• DIRECTIONS:
(a) How would you translate this sentence from Stanley's birth story into Spanish: "Giving birth to my baby was the best day of my life, despite the circumstances."
(b) Can you extend Stanley's birth story onward from its final sentence?
━━━━━ PASSAGE SHOWN
I would like to share with you my story about my baby, Stanley, who was born at 32+5 weeks.
My pregnancy was very uneventful up until 27 weeks, when I had a large bleed due to a low lying placenta. At this point I was warned I was likely to have an early baby, and would have to have a c-section if the placenta did not move. I was also given steroids to mature Stanley’s lungs at 27+4 weeks gestation, ready for his arrival.
The neonatal paediatrician came to talk me and my boyfriend Mark through exactly what would happen at the birth. She explained that Stanley would go straight into a bag to keep him warm, and that it was unlikely we would be able to hold him. We also had a tour of the neonatal intensive care unit (NICU) – we live on Guernsey in the Channel Islands and the unit has a capacity of just three!
At this point I could’ve felt scared but I didn’t. I felt completely informed and in the safe and capable hands of the midwives and obstetricians. Stanley moved around in my belly constantly, and every time I was hooked up to the monitoring machine the results were fine. He was safe where he was, in my tummy, for the time being.
We had time to prepare. I ordered all we needed for him online from my hospital bed, and when I got home from hospital I prepared my hospital bag and his. I was fully aware he would not being coming home with us straight away, but I had time to accept this.
After that, I was in and out of hospital with seven more, smaller bleeds, until Stanley decided to arrive in the world, seven weeks early, on 20 May 2016. One positive thing was that I didn’t need a c-section after all – I’d had a scan a few days before to confirm I was already dilating and that Stanley’s head had already gone past the placenta. He weighed four pounds and four ounces.
Giving birth to my baby was the best day of my life, despite the circumstances. When he was born I did get to hold him for a brief moment, and it was amazing.
Stanley then spent 25 days in the NICU. He was anaemic when he was born and received a blood transfusion, and he then had to be fed through a tube in his belly button as he would not tolerate my milk. He was also very jaundiced, and spent a lot of time under the light. But we were allowed to change his nappy and hold him every six hours, and I lived for those moments with him.
━━━━━━━━━━
━━━━━ DATASET
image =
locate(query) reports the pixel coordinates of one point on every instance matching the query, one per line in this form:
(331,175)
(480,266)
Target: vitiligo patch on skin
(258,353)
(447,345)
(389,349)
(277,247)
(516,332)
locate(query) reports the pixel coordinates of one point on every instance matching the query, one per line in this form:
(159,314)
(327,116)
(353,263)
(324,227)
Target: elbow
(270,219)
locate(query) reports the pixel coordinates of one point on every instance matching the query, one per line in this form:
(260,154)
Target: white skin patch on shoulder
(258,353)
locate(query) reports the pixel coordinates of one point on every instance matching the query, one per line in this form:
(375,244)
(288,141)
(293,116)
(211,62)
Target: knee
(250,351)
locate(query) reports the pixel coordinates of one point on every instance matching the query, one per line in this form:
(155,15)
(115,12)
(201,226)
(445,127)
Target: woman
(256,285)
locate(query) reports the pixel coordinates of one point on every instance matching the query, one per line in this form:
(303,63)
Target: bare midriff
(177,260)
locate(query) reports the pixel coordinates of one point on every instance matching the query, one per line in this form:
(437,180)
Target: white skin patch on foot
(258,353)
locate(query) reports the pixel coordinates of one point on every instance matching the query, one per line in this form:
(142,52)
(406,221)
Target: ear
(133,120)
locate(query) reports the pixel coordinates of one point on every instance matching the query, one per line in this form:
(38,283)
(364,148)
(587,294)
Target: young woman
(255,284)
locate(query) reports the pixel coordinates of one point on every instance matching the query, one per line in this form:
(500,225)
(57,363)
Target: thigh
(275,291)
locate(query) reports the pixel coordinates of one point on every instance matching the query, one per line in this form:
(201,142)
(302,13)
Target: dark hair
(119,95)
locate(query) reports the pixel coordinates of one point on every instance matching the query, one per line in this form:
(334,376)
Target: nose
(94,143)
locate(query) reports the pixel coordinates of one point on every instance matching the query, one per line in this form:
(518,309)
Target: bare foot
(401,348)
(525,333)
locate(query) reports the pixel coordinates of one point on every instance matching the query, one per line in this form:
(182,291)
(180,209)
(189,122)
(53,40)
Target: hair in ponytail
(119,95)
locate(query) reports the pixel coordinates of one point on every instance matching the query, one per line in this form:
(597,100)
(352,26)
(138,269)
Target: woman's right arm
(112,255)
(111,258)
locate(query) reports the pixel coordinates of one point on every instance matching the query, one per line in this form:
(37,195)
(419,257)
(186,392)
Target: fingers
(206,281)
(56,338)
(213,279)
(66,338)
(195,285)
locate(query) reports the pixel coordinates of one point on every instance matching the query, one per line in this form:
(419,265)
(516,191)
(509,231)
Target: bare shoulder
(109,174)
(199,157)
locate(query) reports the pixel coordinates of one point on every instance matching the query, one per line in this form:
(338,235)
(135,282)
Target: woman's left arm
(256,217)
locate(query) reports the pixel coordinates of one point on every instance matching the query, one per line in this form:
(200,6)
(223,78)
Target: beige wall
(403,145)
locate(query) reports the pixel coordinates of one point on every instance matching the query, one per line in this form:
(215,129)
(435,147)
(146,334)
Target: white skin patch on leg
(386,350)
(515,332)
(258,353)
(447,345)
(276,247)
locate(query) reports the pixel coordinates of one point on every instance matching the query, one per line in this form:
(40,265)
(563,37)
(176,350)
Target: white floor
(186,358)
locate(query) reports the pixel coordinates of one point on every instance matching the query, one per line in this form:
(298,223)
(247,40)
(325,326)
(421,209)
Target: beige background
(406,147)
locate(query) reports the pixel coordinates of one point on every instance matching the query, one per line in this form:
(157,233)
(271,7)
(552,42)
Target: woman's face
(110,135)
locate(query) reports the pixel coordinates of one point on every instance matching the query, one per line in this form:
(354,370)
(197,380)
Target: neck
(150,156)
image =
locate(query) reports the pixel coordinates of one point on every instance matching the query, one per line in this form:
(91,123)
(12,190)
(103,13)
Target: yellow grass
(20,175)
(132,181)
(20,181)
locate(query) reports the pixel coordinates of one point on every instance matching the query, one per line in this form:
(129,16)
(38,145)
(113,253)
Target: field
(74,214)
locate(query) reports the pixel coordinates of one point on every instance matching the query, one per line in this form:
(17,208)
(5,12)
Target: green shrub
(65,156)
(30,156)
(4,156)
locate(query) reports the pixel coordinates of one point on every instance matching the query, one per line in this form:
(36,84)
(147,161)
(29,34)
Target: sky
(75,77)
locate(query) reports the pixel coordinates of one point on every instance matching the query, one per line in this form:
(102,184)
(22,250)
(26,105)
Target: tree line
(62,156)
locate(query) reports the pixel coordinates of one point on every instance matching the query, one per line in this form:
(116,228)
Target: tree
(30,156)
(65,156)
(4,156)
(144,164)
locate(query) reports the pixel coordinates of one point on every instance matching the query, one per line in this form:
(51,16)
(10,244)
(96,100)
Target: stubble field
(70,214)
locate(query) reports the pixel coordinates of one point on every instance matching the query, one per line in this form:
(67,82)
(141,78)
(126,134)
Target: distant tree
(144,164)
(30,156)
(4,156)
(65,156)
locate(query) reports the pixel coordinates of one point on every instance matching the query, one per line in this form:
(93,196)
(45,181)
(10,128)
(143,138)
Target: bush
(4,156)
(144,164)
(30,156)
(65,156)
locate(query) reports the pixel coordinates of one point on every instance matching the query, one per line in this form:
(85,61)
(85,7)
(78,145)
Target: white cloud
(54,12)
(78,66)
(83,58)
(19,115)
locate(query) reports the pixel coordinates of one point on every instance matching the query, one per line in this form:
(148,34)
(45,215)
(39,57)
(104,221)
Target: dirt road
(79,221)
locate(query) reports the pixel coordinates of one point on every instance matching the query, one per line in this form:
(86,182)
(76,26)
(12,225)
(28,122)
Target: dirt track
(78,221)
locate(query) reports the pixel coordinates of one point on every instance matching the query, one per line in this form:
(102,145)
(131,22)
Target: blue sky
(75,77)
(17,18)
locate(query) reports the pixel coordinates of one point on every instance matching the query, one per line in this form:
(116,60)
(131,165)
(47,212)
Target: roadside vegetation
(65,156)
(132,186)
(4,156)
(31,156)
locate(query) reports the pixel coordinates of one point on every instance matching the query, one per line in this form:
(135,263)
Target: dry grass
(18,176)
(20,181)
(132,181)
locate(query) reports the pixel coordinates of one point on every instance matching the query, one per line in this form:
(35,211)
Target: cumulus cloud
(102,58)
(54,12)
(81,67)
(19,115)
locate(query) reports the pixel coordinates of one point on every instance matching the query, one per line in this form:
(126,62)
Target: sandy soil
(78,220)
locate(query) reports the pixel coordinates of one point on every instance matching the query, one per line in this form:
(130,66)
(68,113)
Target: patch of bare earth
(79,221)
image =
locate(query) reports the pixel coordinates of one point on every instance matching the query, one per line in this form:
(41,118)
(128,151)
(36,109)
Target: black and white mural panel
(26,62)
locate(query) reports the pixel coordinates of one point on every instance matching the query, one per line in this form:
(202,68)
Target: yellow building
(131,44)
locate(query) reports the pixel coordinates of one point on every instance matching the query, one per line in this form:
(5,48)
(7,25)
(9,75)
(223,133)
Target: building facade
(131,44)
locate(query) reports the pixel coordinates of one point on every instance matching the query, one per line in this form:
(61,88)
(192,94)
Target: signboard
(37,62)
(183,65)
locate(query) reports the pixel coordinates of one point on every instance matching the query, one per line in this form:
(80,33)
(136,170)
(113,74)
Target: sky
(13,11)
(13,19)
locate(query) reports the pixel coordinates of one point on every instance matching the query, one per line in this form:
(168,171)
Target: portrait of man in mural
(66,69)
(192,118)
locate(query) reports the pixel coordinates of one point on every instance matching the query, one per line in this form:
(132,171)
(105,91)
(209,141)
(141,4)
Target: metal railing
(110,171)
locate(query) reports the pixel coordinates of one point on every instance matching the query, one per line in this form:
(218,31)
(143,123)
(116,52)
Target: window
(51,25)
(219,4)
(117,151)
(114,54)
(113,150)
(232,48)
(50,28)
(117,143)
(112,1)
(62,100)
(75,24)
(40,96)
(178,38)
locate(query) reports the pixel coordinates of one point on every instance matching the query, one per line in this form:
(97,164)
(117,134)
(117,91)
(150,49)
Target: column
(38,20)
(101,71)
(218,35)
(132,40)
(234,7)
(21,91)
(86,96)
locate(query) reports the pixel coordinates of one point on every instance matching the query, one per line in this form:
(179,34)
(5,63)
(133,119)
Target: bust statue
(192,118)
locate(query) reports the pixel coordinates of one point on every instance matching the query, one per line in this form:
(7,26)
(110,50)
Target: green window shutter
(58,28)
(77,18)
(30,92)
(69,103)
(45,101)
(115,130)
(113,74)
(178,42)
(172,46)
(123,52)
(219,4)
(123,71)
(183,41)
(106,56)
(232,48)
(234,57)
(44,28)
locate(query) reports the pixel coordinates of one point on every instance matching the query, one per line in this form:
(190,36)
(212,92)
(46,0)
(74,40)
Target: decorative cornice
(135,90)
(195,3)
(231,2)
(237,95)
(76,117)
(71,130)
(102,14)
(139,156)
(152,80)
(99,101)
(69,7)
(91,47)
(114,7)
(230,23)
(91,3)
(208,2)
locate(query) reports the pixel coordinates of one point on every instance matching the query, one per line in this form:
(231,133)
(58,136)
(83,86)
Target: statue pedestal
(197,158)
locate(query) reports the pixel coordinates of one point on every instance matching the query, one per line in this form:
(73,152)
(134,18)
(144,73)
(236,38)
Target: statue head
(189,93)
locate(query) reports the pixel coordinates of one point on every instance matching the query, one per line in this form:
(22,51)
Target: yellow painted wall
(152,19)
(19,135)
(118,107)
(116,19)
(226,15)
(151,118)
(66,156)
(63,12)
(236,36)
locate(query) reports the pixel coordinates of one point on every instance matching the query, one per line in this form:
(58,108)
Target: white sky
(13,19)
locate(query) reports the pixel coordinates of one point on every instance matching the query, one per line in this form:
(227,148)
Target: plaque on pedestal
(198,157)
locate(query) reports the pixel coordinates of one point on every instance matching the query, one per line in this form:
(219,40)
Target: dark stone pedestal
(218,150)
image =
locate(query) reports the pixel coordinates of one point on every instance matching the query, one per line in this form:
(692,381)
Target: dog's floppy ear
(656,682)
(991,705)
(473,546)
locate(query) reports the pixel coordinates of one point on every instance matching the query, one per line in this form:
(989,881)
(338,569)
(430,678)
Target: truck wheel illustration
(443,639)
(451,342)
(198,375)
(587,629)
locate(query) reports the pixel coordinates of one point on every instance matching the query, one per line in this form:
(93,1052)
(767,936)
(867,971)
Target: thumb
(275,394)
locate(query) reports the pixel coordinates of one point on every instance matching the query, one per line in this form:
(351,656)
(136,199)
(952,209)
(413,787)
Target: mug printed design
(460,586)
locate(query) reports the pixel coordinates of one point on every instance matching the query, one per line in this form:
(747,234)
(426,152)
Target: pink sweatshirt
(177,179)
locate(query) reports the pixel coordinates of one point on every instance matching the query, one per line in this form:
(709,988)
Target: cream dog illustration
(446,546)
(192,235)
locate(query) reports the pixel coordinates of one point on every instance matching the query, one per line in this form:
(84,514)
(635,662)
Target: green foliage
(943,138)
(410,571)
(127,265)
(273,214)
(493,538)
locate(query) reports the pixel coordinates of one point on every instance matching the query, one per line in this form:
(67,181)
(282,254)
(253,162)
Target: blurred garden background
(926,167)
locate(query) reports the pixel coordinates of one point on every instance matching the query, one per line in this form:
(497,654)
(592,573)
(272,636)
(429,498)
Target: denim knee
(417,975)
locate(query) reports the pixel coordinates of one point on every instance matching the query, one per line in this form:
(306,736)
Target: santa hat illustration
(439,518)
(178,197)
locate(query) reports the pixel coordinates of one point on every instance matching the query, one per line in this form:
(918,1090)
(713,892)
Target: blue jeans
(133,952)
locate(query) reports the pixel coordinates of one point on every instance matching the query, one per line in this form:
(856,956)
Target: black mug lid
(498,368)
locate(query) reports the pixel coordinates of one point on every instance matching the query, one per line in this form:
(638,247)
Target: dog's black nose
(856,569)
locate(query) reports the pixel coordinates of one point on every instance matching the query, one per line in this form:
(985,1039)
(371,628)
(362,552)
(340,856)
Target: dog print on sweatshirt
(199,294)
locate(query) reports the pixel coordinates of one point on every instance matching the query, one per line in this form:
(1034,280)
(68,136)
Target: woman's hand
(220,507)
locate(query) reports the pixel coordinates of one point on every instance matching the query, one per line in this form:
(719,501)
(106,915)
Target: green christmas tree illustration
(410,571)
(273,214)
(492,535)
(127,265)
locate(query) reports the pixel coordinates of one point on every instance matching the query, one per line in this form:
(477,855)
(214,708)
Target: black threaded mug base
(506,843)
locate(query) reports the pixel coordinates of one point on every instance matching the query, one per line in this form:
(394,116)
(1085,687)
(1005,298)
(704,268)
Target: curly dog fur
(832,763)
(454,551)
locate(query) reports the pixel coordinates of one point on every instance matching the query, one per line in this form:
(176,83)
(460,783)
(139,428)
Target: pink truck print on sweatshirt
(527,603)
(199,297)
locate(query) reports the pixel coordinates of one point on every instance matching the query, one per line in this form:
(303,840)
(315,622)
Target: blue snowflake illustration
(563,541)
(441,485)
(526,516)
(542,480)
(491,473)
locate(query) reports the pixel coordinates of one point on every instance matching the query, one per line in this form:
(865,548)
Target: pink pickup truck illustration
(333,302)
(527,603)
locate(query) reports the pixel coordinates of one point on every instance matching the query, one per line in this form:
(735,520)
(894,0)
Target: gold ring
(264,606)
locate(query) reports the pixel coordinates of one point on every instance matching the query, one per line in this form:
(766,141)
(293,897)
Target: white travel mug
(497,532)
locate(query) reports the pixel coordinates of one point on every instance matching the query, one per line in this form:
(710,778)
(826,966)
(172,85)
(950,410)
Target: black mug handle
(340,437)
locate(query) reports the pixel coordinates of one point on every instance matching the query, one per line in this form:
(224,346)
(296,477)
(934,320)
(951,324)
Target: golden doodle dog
━━━━━━━━━━
• EXPECTED OUTPUTS:
(a) Dar a luz a mi bebé fue el mejor día de mi vida, a pesar de las circunstancias.

(b)
I expressed milk for him every three hours from the day he was born until the day he arrived home – I focused on what I could do for him rather than what I couldn’t. The day he was moved out of the incubator to a hot cot was an amazing day – I got to dress him and touch him any time I wanted!
We then got to bath him shortly afterwards, and I was given milestone cards as a gift, which I made sure I took into the unit to take photos with Stanley. I would sort out his vitamins for the day, and his milk, which I fed him through his tube. I insisted on bringing in his own nappies and dummies, and I took his clothes and blankets home to wash and brought in fresh ones. I was a mum and I savoured every moment. Mark also went to see him every day, and took on the same nappy changing and feed duties as me.
The nurses in the unit were amazing and gave us all the help and guidance we needed. Nevertheless, there were days when my patience ran out and I could see no change in Stanley. Those low days are tough, and that is when it helped me to focus on what I could do for my baby, not what he was not doing. It is also on those days that I needed a gentle reminder that Stanley shouldn’t even be here yet - sometimes we can expect a lot from premature babies!
Finally, Stanley came home at the equivalent of 36 weeks 4 days gestation, and that’s pretty amazing if you ask me.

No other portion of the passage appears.